> Exercise: Reproduce the records below verbatim, starting from their first line and ending with the line that contains "M 25 134 L 21", with that line included.
===== Record extracts
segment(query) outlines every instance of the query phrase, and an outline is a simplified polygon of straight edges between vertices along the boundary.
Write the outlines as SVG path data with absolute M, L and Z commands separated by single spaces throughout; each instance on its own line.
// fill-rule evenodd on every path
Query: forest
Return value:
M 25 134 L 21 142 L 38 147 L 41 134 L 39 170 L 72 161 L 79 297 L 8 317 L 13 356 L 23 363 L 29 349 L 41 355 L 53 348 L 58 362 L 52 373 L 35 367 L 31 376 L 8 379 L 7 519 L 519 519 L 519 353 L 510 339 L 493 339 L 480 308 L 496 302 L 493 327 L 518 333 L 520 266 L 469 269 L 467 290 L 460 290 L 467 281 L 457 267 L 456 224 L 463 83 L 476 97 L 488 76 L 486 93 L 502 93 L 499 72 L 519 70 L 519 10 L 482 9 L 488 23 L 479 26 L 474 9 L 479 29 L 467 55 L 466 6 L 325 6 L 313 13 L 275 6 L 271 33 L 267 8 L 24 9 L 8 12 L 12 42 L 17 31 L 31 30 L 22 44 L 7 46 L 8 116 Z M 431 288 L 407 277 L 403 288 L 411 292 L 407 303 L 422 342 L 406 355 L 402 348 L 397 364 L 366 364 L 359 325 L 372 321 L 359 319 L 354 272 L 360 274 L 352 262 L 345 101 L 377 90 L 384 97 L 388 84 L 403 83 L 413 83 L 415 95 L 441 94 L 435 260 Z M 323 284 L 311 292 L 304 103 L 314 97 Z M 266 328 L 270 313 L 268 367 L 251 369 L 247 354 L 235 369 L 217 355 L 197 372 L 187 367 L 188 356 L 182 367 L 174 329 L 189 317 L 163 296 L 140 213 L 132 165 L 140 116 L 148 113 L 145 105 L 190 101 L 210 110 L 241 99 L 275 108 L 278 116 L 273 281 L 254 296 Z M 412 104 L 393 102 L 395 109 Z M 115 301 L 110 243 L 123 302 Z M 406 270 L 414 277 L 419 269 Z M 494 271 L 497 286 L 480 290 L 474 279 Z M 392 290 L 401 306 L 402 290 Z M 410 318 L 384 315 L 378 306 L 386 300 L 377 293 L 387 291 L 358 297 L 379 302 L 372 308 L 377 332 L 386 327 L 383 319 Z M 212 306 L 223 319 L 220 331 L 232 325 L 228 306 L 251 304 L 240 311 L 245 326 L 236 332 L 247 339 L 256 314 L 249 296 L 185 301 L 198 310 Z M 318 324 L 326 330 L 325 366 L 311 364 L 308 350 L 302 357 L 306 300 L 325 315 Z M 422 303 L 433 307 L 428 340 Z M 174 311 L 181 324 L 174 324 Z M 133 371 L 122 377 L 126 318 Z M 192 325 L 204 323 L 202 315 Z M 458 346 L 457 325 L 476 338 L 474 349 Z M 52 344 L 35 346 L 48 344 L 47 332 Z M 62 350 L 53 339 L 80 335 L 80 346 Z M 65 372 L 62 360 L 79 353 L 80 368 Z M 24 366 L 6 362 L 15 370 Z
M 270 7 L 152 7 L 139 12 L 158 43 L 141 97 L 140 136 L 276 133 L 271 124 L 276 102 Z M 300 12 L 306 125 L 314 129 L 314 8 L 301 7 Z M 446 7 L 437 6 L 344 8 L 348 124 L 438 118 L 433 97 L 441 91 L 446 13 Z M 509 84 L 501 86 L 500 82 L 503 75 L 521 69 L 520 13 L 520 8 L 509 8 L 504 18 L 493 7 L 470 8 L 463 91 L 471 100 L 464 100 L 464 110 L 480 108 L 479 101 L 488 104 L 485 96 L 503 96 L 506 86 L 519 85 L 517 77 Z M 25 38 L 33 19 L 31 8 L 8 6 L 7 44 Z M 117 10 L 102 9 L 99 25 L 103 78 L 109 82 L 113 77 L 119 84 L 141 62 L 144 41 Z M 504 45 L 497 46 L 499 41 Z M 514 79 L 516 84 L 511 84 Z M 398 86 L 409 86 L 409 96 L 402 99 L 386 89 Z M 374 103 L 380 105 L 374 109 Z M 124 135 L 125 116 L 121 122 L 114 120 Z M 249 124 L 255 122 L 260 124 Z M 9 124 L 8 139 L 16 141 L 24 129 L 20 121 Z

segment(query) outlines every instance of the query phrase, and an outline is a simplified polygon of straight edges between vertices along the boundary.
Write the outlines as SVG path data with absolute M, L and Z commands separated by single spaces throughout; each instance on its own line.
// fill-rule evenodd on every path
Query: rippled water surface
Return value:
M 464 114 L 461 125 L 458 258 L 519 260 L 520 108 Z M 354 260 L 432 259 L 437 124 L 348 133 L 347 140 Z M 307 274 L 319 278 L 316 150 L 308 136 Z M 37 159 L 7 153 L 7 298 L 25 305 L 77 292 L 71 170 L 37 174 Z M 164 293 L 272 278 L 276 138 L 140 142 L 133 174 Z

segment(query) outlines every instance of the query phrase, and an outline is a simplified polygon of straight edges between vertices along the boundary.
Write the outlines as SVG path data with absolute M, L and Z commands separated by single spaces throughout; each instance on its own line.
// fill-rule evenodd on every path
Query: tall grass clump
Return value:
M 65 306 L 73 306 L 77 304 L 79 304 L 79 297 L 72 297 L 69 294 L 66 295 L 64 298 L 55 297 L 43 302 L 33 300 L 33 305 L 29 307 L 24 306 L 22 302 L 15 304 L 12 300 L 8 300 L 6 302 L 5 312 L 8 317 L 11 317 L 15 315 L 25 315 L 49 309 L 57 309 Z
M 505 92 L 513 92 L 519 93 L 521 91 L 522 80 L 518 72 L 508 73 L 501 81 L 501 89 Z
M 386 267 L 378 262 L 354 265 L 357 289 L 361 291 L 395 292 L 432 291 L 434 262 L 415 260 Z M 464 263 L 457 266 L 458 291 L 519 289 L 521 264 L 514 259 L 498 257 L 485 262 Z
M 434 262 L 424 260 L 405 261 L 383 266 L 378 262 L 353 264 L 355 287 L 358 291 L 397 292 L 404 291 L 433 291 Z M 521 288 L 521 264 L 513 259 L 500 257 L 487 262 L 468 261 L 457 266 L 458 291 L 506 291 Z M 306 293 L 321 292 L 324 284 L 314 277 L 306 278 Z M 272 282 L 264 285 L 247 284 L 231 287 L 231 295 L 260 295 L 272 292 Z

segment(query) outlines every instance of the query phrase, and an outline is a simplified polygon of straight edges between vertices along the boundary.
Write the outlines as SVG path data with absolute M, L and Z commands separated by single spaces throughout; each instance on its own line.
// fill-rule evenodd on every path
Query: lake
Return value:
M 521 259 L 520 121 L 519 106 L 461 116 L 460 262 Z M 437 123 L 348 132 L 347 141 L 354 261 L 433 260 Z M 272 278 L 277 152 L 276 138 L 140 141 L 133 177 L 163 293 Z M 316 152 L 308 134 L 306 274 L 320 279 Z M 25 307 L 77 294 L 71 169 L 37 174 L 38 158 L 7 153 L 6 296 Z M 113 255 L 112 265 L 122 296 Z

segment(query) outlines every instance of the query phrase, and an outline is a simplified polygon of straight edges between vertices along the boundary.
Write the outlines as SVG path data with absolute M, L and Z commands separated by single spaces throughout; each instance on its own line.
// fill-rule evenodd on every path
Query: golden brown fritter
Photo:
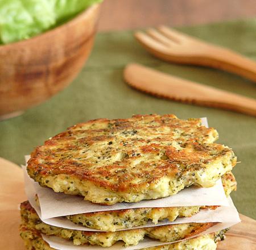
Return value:
M 221 177 L 226 196 L 236 189 L 237 182 L 232 173 L 229 172 Z M 121 210 L 79 214 L 68 215 L 66 218 L 85 227 L 98 230 L 114 232 L 121 229 L 145 225 L 149 220 L 156 224 L 159 220 L 168 219 L 175 220 L 177 217 L 190 217 L 201 209 L 215 209 L 216 206 L 172 207 L 151 207 L 122 209 Z
M 56 192 L 94 203 L 137 202 L 214 185 L 236 163 L 233 151 L 200 119 L 135 115 L 75 125 L 38 147 L 27 170 Z
M 176 243 L 143 248 L 141 250 L 216 250 L 217 243 L 224 239 L 225 230 L 204 235 L 195 238 L 184 240 Z M 35 229 L 22 224 L 20 236 L 28 250 L 55 250 L 45 241 L 41 234 Z
M 20 205 L 22 223 L 47 235 L 53 235 L 73 241 L 75 245 L 98 245 L 110 247 L 121 240 L 125 245 L 137 245 L 146 236 L 163 242 L 172 242 L 199 234 L 216 224 L 183 223 L 130 229 L 116 232 L 86 231 L 66 229 L 42 222 L 28 201 Z

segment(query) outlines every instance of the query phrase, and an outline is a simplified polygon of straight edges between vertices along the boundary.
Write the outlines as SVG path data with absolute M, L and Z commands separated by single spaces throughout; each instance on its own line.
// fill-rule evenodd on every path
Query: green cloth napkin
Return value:
M 256 60 L 256 19 L 179 28 L 229 47 Z M 207 116 L 218 142 L 238 156 L 233 173 L 238 182 L 232 197 L 238 211 L 256 219 L 256 119 L 225 110 L 158 99 L 129 88 L 125 66 L 137 62 L 162 72 L 256 98 L 256 84 L 221 70 L 175 65 L 154 58 L 133 32 L 99 34 L 81 72 L 64 91 L 20 116 L 0 123 L 0 156 L 18 164 L 38 145 L 75 123 L 100 118 L 128 118 L 134 114 L 172 113 L 180 118 Z

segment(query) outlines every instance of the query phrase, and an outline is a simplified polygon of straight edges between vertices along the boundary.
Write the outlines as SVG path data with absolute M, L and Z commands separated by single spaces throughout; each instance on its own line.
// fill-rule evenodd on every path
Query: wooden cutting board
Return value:
M 0 246 L 5 250 L 25 250 L 18 232 L 18 205 L 27 199 L 22 170 L 0 158 Z M 256 220 L 240 214 L 241 223 L 232 227 L 218 250 L 256 249 Z

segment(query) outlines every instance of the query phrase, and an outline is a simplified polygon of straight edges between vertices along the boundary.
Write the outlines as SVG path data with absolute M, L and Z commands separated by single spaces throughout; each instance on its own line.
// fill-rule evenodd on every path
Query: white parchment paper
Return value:
M 227 214 L 228 215 L 228 214 Z M 202 235 L 205 234 L 209 234 L 213 232 L 216 232 L 222 229 L 226 228 L 233 226 L 235 224 L 240 222 L 240 220 L 238 221 L 234 218 L 234 221 L 232 222 L 228 223 L 218 223 L 210 228 L 208 228 L 207 230 L 201 232 L 200 234 L 197 234 L 190 237 L 187 239 L 190 239 L 195 238 L 200 235 Z M 74 245 L 72 241 L 69 241 L 68 240 L 64 240 L 59 237 L 55 236 L 48 236 L 46 235 L 43 235 L 43 238 L 47 241 L 50 247 L 53 248 L 59 249 L 59 250 L 102 250 L 104 248 L 102 247 L 96 246 L 96 245 Z M 173 241 L 172 243 L 175 242 L 180 241 L 180 240 L 177 240 L 176 241 Z M 157 245 L 166 245 L 167 244 L 170 244 L 170 243 L 163 243 L 160 242 L 158 240 L 155 240 L 150 238 L 146 238 L 144 240 L 141 241 L 138 245 L 133 245 L 127 247 L 123 247 L 123 244 L 121 243 L 117 243 L 114 245 L 108 247 L 108 250 L 120 250 L 121 249 L 125 250 L 135 250 L 141 249 L 142 248 L 145 248 L 147 247 L 155 247 Z
M 27 175 L 26 170 L 26 167 L 24 166 L 23 166 L 23 170 L 26 183 L 26 192 L 28 197 L 28 199 L 31 204 L 31 206 L 35 209 L 37 214 L 43 222 L 52 226 L 75 230 L 90 231 L 99 231 L 93 228 L 85 227 L 79 224 L 76 224 L 68 220 L 67 218 L 63 217 L 55 217 L 48 219 L 43 218 L 40 207 L 35 201 L 35 195 L 36 193 L 36 191 L 34 186 L 34 181 Z M 236 219 L 239 220 L 237 210 L 234 206 L 231 199 L 229 198 L 228 200 L 229 203 L 228 206 L 220 206 L 214 210 L 210 209 L 202 210 L 199 213 L 191 217 L 177 218 L 174 222 L 170 222 L 167 219 L 164 220 L 158 223 L 157 226 L 191 222 L 230 222 L 233 221 L 236 215 L 237 215 Z M 48 205 L 51 207 L 51 204 Z M 156 225 L 152 222 L 148 222 L 146 225 L 134 227 L 133 228 L 154 226 L 156 226 Z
==========
> Task response:
segment(query) outlines every instance of the query phrase, and an outline is a simplified polygon of straight edges between vertices along the boundary.
Write the outlines as SVG path data with absolute M, L and Z commands separated by single spaces throughout; each instance on its own line.
// fill-rule evenodd on every path
Query: forest
Return value:
M 25 134 L 21 142 L 38 147 L 41 134 L 39 170 L 72 161 L 79 297 L 8 317 L 13 356 L 23 363 L 29 349 L 41 355 L 53 348 L 58 362 L 52 373 L 35 367 L 31 376 L 8 379 L 7 519 L 519 519 L 519 353 L 510 339 L 493 339 L 480 308 L 496 302 L 493 327 L 518 333 L 520 266 L 469 269 L 467 290 L 460 290 L 467 281 L 457 267 L 456 224 L 463 83 L 476 97 L 488 76 L 486 93 L 502 93 L 499 72 L 519 70 L 519 10 L 482 9 L 488 23 L 479 26 L 474 9 L 479 29 L 467 55 L 466 6 L 325 6 L 313 13 L 275 6 L 271 33 L 267 8 L 24 9 L 8 12 L 12 42 L 17 31 L 31 30 L 22 44 L 7 46 L 8 116 Z M 431 288 L 407 277 L 403 288 L 411 292 L 407 303 L 422 342 L 406 355 L 402 348 L 397 364 L 366 364 L 359 325 L 372 321 L 359 319 L 354 272 L 360 274 L 352 262 L 345 101 L 377 90 L 384 97 L 388 84 L 403 83 L 413 83 L 415 95 L 441 94 L 435 260 Z M 323 284 L 311 292 L 304 103 L 314 97 Z M 266 328 L 270 313 L 268 367 L 251 369 L 247 354 L 235 369 L 217 355 L 197 372 L 187 367 L 188 356 L 182 367 L 174 329 L 189 317 L 163 296 L 140 213 L 132 165 L 140 116 L 148 113 L 145 105 L 190 101 L 210 110 L 241 99 L 275 108 L 278 116 L 273 281 L 254 296 Z M 412 104 L 393 102 L 395 109 Z M 115 301 L 110 243 L 123 302 Z M 406 270 L 414 277 L 419 269 Z M 494 271 L 497 286 L 480 290 L 474 279 Z M 392 290 L 401 306 L 402 290 Z M 410 318 L 384 315 L 378 306 L 386 300 L 377 293 L 387 291 L 358 297 L 379 302 L 372 308 L 377 332 L 386 327 L 383 319 Z M 212 306 L 223 319 L 220 331 L 232 325 L 228 306 L 251 304 L 240 311 L 245 326 L 236 332 L 247 339 L 256 314 L 249 296 L 185 301 L 198 310 Z M 318 324 L 326 330 L 325 366 L 311 364 L 308 350 L 302 357 L 306 300 L 325 315 Z M 422 303 L 433 307 L 428 340 Z M 174 311 L 181 324 L 174 324 Z M 133 371 L 122 377 L 126 318 Z M 192 325 L 204 323 L 202 315 Z M 458 346 L 457 325 L 476 338 L 474 349 Z M 52 344 L 35 346 L 48 344 L 47 332 Z M 62 350 L 53 339 L 80 335 L 80 346 Z M 65 372 L 62 360 L 79 353 L 80 368 Z M 24 366 L 6 362 L 15 370 Z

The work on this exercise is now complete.